● **Work task**
Every line below that has the string "panel" needs to be copied.

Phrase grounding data

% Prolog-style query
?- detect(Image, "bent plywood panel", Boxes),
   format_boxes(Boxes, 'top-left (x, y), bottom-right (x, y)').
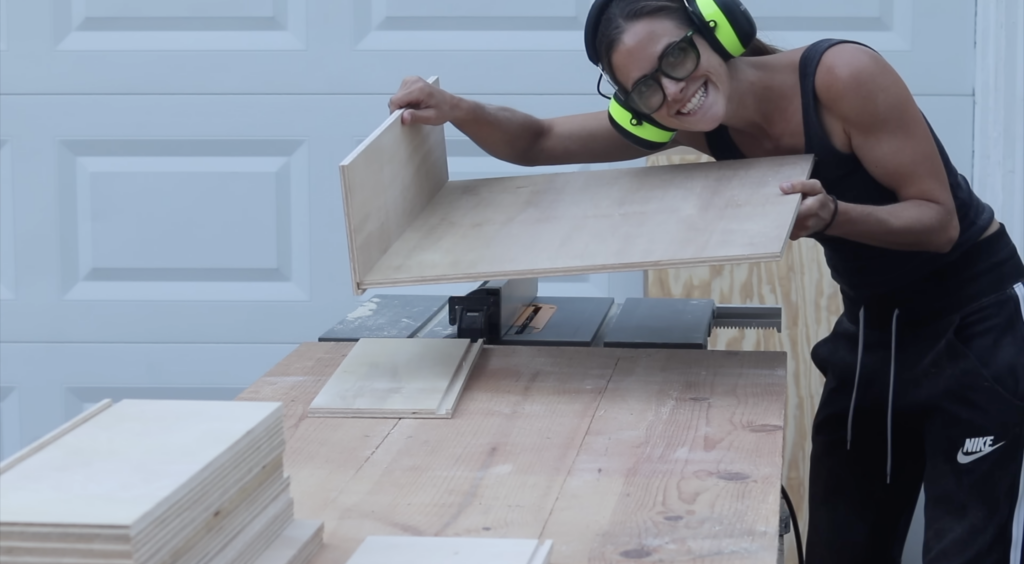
top-left (339, 76), bottom-right (448, 294)
top-left (339, 83), bottom-right (812, 294)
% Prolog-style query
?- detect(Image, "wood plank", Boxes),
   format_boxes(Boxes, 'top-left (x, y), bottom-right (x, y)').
top-left (352, 155), bottom-right (809, 291)
top-left (644, 146), bottom-right (842, 564)
top-left (338, 76), bottom-right (448, 296)
top-left (306, 347), bottom-right (623, 563)
top-left (307, 338), bottom-right (483, 419)
top-left (345, 536), bottom-right (552, 564)
top-left (540, 349), bottom-right (787, 563)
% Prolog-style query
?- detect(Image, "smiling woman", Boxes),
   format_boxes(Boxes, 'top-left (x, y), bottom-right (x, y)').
top-left (591, 0), bottom-right (781, 142)
top-left (386, 1), bottom-right (1024, 561)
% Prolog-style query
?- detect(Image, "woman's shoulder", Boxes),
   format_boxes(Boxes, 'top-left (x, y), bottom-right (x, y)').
top-left (810, 41), bottom-right (908, 123)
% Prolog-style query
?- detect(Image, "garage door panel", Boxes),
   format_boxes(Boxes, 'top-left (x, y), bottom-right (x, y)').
top-left (51, 0), bottom-right (306, 51)
top-left (55, 138), bottom-right (310, 302)
top-left (0, 139), bottom-right (13, 301)
top-left (0, 0), bottom-right (973, 96)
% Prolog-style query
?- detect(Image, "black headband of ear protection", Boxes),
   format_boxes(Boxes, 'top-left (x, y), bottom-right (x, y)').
top-left (585, 0), bottom-right (757, 71)
top-left (583, 0), bottom-right (758, 150)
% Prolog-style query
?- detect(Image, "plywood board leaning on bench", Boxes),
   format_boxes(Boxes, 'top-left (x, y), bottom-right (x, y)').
top-left (307, 338), bottom-right (483, 418)
top-left (338, 79), bottom-right (813, 294)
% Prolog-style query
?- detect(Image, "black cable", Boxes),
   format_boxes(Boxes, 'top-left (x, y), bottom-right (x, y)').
top-left (781, 484), bottom-right (805, 564)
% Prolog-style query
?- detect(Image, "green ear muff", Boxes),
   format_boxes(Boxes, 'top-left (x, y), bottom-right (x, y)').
top-left (684, 0), bottom-right (758, 61)
top-left (607, 93), bottom-right (676, 151)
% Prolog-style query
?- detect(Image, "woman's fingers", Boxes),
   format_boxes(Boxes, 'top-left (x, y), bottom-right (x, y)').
top-left (780, 179), bottom-right (825, 197)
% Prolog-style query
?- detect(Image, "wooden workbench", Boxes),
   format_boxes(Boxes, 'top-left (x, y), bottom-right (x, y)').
top-left (236, 342), bottom-right (788, 563)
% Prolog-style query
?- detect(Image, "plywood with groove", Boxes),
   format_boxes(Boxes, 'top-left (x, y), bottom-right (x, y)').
top-left (644, 146), bottom-right (843, 564)
top-left (307, 338), bottom-right (483, 418)
top-left (541, 349), bottom-right (788, 563)
top-left (339, 103), bottom-right (812, 294)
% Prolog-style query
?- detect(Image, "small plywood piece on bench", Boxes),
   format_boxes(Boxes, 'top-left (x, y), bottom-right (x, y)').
top-left (338, 84), bottom-right (813, 293)
top-left (307, 338), bottom-right (483, 418)
top-left (345, 536), bottom-right (553, 564)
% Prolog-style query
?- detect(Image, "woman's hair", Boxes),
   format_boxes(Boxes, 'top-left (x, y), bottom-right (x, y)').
top-left (594, 0), bottom-right (781, 86)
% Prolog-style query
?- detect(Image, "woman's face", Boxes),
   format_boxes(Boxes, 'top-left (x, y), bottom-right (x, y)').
top-left (609, 17), bottom-right (728, 131)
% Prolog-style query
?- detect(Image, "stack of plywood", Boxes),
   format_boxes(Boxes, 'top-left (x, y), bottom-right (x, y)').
top-left (0, 399), bottom-right (322, 564)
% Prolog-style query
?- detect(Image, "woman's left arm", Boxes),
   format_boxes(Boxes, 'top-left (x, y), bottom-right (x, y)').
top-left (783, 43), bottom-right (960, 253)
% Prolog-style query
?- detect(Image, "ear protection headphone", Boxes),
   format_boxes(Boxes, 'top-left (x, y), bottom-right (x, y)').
top-left (583, 0), bottom-right (758, 150)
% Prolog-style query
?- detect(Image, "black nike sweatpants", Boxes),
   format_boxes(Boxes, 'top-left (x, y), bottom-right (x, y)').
top-left (804, 228), bottom-right (1024, 563)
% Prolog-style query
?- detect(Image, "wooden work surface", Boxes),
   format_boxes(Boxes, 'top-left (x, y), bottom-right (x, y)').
top-left (237, 343), bottom-right (788, 563)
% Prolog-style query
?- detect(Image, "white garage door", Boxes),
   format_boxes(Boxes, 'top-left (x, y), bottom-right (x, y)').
top-left (0, 0), bottom-right (977, 471)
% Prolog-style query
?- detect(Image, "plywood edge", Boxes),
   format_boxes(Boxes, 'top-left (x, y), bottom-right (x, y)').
top-left (360, 250), bottom-right (789, 290)
top-left (339, 76), bottom-right (447, 296)
top-left (0, 399), bottom-right (113, 475)
top-left (777, 153), bottom-right (817, 257)
top-left (435, 340), bottom-right (484, 416)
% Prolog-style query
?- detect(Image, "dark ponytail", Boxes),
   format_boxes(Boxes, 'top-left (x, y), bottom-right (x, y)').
top-left (594, 0), bottom-right (781, 85)
top-left (743, 37), bottom-right (783, 57)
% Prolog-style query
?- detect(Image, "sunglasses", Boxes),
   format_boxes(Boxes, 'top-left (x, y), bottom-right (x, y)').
top-left (598, 29), bottom-right (701, 116)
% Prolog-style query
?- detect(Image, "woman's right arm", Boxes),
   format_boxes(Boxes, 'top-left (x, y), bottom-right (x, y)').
top-left (387, 76), bottom-right (703, 167)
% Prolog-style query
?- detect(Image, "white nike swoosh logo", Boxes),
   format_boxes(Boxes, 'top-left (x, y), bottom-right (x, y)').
top-left (957, 441), bottom-right (1005, 464)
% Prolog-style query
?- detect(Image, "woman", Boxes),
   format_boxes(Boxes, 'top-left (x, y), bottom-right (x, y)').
top-left (387, 0), bottom-right (1024, 561)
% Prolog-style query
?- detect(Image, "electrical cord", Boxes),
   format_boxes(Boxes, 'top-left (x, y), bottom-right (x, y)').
top-left (781, 484), bottom-right (805, 564)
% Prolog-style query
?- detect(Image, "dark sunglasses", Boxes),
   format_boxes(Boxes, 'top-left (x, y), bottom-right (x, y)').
top-left (598, 29), bottom-right (701, 115)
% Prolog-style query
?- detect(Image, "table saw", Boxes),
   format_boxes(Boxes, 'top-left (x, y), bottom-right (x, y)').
top-left (318, 277), bottom-right (782, 350)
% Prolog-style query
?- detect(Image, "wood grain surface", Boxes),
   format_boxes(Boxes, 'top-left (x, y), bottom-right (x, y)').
top-left (312, 347), bottom-right (618, 562)
top-left (235, 343), bottom-right (788, 564)
top-left (541, 349), bottom-right (787, 563)
top-left (644, 147), bottom-right (844, 564)
top-left (360, 155), bottom-right (809, 289)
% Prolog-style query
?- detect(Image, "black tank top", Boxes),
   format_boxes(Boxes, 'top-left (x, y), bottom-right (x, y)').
top-left (703, 38), bottom-right (996, 303)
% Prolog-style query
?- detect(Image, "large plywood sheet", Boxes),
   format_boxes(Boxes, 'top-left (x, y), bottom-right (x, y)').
top-left (338, 91), bottom-right (813, 294)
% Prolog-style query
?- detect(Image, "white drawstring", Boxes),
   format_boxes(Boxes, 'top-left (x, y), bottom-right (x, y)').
top-left (846, 306), bottom-right (865, 450)
top-left (887, 309), bottom-right (899, 484)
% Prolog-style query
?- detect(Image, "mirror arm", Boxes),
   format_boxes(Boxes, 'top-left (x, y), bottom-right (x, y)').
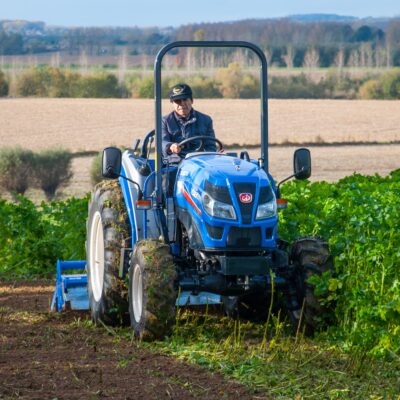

● **Solved problem**
?- detect(Image, "bent plywood panel", Boxes),
?- detect(Image, "garage door panel", Boxes),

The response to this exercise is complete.